Passage:
....

Sheffield's Radical Politics Under David Blunkett
00:31:24
Speaker
Now, I'm just going to finish with a brief excursion into the 70s and 80s. Some of you may remember this period, but probably most of you don't. I can't cover it properly in the time. Sheffield was led by David Blunkett. It had shifted to the left.
00:31:41
Speaker
And at one time in the 1980s, the red flag was actually raised on the town hall. And you can see the red flag up there, most extraordinary. Samuel Holbury was commemorated, as we've seen. There were Marx Memorial Lectures. Meanwhile, more significantly,
00:31:59
Speaker
The traditional steel and cutlery industries were collapsing. Mrs Thatcher was very unpopular in Sheffield. When she came to speak at the Cutlass Feast in 1983, she was protected by a thousand police. This is a poster for the demonstration that was held. As in the 1790s, at this time, Sheffield was desperately trying to follow its own agenda and resist Westminster.

....

Items:
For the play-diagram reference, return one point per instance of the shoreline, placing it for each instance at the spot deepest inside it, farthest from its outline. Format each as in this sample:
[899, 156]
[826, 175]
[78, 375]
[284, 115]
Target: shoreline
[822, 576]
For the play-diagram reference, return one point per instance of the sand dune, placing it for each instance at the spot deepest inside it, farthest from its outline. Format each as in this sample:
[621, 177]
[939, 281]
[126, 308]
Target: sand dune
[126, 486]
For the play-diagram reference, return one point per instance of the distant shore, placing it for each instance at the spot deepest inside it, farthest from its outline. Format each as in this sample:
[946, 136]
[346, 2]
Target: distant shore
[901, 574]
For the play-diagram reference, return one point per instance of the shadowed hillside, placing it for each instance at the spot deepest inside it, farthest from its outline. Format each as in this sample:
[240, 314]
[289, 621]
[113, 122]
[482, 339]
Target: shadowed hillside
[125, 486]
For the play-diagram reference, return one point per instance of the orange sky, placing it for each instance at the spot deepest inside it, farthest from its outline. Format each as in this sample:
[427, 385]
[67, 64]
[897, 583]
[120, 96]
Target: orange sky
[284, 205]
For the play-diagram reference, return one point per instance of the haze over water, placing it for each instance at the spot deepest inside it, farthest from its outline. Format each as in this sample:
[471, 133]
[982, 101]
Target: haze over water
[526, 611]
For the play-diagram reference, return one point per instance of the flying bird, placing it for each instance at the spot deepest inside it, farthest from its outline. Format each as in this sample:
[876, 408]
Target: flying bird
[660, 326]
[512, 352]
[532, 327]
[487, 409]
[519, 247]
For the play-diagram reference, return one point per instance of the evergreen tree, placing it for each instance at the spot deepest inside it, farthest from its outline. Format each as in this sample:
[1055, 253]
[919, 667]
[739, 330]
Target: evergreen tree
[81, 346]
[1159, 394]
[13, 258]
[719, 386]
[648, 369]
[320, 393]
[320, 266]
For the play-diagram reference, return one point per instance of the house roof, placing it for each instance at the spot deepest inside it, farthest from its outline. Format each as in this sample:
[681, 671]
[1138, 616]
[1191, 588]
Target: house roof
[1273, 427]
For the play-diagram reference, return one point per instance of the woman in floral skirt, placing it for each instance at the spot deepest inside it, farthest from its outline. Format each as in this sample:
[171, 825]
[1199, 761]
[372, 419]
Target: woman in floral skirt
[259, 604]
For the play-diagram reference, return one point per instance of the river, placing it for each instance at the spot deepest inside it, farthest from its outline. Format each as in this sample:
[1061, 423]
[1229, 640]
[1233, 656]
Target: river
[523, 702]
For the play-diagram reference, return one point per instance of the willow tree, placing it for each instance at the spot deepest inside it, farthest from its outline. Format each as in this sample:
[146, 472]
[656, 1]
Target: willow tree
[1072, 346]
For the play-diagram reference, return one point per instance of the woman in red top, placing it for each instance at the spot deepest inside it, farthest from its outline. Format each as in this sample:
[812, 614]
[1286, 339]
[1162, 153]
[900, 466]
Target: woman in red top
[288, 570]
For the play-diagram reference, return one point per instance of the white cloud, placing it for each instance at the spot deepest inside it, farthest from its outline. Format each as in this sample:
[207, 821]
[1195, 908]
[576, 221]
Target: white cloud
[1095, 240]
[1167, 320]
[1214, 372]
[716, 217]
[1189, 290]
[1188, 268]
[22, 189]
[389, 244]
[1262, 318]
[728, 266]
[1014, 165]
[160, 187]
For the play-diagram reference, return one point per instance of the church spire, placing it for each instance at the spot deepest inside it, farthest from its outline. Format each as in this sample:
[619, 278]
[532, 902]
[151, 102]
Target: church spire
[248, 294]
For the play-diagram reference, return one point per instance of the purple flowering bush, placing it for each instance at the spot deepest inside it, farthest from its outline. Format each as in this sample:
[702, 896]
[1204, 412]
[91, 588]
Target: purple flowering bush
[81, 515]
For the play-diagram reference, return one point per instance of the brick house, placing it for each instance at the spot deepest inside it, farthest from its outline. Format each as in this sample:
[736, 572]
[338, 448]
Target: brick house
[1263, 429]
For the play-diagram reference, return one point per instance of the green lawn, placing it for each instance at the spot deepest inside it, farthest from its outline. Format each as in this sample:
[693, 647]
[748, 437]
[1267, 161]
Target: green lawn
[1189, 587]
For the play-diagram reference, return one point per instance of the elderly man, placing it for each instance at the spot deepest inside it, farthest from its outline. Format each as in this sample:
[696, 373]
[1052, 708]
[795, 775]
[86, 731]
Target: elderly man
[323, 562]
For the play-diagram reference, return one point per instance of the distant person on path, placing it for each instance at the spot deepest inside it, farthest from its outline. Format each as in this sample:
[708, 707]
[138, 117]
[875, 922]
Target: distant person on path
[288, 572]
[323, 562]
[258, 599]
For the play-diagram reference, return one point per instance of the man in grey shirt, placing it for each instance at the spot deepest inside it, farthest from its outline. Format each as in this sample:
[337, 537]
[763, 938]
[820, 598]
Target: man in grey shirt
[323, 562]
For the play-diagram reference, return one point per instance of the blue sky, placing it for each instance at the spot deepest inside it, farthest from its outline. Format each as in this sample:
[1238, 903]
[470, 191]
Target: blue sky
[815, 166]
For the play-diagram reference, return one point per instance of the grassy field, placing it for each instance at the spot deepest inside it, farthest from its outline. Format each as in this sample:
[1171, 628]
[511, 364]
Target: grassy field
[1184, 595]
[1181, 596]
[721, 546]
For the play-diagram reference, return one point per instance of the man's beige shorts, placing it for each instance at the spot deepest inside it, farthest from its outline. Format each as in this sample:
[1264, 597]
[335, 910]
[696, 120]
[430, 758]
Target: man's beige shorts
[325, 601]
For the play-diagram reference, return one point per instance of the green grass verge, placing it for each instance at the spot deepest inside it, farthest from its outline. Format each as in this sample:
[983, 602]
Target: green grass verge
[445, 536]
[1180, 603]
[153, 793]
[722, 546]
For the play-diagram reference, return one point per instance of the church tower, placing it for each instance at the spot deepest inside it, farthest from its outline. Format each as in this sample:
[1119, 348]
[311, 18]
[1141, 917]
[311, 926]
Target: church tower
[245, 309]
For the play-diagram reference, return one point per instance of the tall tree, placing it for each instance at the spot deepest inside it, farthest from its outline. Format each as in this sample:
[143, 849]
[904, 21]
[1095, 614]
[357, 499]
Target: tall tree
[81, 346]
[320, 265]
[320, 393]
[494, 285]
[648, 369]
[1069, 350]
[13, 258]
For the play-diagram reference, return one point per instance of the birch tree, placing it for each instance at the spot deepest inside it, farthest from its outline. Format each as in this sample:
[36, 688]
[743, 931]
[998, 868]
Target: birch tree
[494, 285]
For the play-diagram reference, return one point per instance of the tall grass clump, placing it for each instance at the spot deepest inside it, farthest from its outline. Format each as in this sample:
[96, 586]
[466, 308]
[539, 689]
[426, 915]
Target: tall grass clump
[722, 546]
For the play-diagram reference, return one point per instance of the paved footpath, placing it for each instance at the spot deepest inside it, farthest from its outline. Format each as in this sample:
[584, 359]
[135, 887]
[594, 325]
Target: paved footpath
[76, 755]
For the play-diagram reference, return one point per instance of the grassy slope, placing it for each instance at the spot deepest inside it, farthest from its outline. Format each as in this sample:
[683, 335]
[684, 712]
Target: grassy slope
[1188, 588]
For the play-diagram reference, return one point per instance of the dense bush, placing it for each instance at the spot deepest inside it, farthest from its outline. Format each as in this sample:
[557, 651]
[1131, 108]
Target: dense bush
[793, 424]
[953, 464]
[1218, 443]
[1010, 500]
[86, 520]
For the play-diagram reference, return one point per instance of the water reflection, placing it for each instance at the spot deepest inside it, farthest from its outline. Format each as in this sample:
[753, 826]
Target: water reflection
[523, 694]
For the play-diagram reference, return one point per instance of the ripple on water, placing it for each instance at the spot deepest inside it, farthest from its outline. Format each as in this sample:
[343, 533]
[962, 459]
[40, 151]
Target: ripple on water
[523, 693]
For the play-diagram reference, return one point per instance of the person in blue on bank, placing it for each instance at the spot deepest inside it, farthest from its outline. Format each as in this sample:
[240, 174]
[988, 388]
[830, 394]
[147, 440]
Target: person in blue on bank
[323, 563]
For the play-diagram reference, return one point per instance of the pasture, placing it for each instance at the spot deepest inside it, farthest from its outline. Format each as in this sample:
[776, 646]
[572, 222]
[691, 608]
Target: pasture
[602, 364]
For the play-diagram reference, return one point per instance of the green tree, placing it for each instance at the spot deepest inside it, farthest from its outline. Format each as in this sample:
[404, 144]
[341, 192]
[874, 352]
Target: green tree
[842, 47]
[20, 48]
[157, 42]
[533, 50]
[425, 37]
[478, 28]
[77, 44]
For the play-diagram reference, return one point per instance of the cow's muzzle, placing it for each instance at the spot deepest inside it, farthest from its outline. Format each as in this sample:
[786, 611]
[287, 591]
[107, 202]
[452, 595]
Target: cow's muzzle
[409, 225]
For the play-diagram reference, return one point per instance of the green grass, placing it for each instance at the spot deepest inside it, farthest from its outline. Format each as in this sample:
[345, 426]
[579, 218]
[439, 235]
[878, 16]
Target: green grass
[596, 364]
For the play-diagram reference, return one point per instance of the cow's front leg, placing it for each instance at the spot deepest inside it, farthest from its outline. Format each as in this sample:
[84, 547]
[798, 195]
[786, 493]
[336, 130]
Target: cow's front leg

....

Written request 1: Give every year or decade that the speaker states in four digits in the Sheffield transcript.
Written request 2: Repeat the stretch of the Sheffield transcript from "Sheffield's Radical Politics" through "to the left.", word for word.
Written request 3:
Answer these questions from the Sheffield transcript:
(a) Who led Sheffield in the period the speaker covers?
(b) Where was the red flag raised in the 1980s?
(c) How many police protected Mrs Thatcher when she came to the Cutlass Feast in 1983?

Complete response 1:
the 1980s
1983
the 1790s

Complete response 2:
Sheffield's Radical Politics Under David Blunkett
00:31:24
Speaker
Now, I'm just going to finish with a brief excursion into the 70s and 80s. Some of you may remember this period, but probably most of you don't. I can't cover it properly in the time. Sheffield was led by David Blunkett. It had shifted to the left.

Complete response 3:
(a) David Blunkett
(b) On the town hall
(c) A thousand